┌─ TEXT EXTRACT

The developed countries think that the biggest polluter in the world (China) is not restricted from polluting, and coming up fast is India also not restricted. This treaty is a pretty open attack on the west and capitalism (Boger, 2008).
The U.S. did not support the split between Annex I countries and others. Bush said of the treaty: “This is a challenge that requires a 100% effort; ours, and the rest of the worlds. The world's second-largest emitter of greenhouse gases is the People's Republic of China. Yet, China was entirely exempted from the requirements of the Kyoto Protocol. India and Germany are among the top emitters. Yet, India was also exempt from Kyoto ... America's unwillingness to embrace a flawed treaty should not be read by our friends and allies as any abdication of responsibility. To the contrary, my administration is committed to a leadership role on the issue of climate change ... Our approach must be consistent with the long-term goal of stabilizing greenhouse gas concentrations in the atmosphere” (Boger, 2008)

According to CBO, (2009) The Senate’s of united state concerns about developing country participation in the FCCC process were at least twofold.  First, they think that the developing will get more advantages for the industrial production. There was also the concern that U.S. manufacturing, and hence U.S. jobs, would move abroad to take advantage of relaxed environmental regulations there. Second, the Senate believed that an effective climate treaty absolutely required developing country participation.  They mentioned that large developing countries were rapidly increasing their emissions. As for example, some senators pointed out that by 2015 China will become the world’s leading producer of GHGs.

└─
┌─ INFORMATION PROVIDED

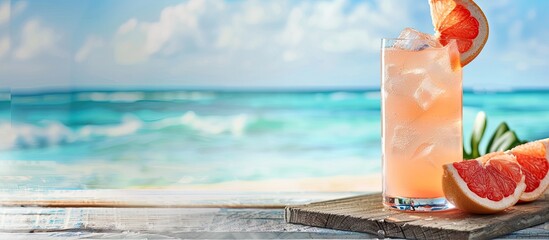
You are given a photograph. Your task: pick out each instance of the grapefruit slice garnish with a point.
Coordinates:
(489, 184)
(462, 20)
(533, 157)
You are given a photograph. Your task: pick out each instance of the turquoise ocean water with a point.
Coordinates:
(120, 139)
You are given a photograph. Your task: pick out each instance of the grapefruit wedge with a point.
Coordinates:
(462, 20)
(533, 157)
(485, 185)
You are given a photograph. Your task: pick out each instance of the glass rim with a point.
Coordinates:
(416, 39)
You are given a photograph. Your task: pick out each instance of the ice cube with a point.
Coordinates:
(414, 40)
(422, 153)
(403, 138)
(427, 93)
(405, 81)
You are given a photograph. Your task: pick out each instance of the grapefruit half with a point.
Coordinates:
(462, 20)
(485, 185)
(533, 157)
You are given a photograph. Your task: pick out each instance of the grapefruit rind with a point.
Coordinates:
(544, 183)
(459, 194)
(438, 9)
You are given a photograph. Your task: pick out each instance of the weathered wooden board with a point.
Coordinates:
(366, 214)
(174, 223)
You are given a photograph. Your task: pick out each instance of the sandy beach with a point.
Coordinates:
(367, 183)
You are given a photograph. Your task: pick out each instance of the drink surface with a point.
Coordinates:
(421, 119)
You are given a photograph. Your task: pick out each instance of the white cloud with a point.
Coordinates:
(35, 39)
(4, 46)
(291, 29)
(91, 44)
(177, 25)
(7, 11)
(127, 26)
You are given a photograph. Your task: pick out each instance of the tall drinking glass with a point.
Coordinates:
(421, 92)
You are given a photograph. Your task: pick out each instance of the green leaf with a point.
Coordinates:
(502, 128)
(478, 132)
(506, 141)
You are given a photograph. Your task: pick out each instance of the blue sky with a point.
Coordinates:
(250, 44)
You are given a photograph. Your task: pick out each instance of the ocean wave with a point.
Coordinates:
(234, 124)
(129, 97)
(52, 133)
(110, 96)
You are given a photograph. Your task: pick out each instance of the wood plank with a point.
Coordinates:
(366, 214)
(179, 223)
(156, 223)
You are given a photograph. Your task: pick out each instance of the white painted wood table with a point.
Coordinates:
(20, 220)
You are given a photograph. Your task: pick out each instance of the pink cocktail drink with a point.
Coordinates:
(421, 121)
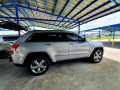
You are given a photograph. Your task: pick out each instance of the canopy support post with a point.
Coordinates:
(79, 28)
(17, 18)
(99, 34)
(113, 42)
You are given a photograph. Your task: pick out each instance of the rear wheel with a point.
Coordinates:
(38, 66)
(97, 56)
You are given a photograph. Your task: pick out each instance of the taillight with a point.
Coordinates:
(14, 47)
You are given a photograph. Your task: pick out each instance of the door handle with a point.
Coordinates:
(71, 43)
(47, 44)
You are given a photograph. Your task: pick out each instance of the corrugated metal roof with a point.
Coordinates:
(56, 14)
(110, 28)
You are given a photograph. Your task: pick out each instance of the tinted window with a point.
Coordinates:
(57, 37)
(38, 37)
(73, 37)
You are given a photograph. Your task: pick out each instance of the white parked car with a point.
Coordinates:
(37, 49)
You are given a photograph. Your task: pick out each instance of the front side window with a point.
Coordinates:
(38, 37)
(57, 37)
(73, 37)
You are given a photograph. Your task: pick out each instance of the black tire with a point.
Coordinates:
(33, 64)
(98, 58)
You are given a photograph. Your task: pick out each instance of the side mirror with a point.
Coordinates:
(83, 40)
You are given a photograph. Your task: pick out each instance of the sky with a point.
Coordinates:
(104, 21)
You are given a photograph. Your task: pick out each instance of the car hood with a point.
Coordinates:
(96, 43)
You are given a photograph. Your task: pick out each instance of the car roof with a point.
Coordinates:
(50, 31)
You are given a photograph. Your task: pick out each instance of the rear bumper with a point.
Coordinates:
(19, 65)
(18, 59)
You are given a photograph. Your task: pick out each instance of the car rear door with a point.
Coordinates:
(58, 45)
(77, 48)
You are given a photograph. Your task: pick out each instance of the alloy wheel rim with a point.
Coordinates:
(97, 55)
(38, 66)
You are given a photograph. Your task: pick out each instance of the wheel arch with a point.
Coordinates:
(101, 48)
(35, 54)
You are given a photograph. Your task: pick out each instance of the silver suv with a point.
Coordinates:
(38, 49)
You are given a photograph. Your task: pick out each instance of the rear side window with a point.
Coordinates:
(45, 37)
(38, 37)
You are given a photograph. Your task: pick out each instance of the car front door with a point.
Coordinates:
(58, 45)
(77, 47)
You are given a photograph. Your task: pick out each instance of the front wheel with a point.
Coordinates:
(97, 56)
(38, 66)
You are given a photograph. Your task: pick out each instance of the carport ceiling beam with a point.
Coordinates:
(100, 12)
(35, 19)
(35, 9)
(93, 10)
(84, 9)
(55, 6)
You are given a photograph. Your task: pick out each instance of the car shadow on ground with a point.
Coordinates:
(109, 44)
(16, 78)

└─

Reproduce word for word the part of the Kyoto Protocol passage starting at "According to CBO, (2009)" and ending at "producer of GHGs.". The lines are separate material and have no connection to the Kyoto Protocol passage.

According to CBO, (2009) The Senate’s of united state concerns about developing country participation in the FCCC process were at least twofold.  First, they think that the developing will get more advantages for the industrial production. There was also the concern that U.S. manufacturing, and hence U.S. jobs, would move abroad to take advantage of relaxed environmental regulations there. Second, the Senate believed that an effective climate treaty absolutely required developing country participation.  They mentioned that large developing countries were rapidly increasing their emissions. As for example, some senators pointed out that by 2015 China will become the world’s leading producer of GHGs.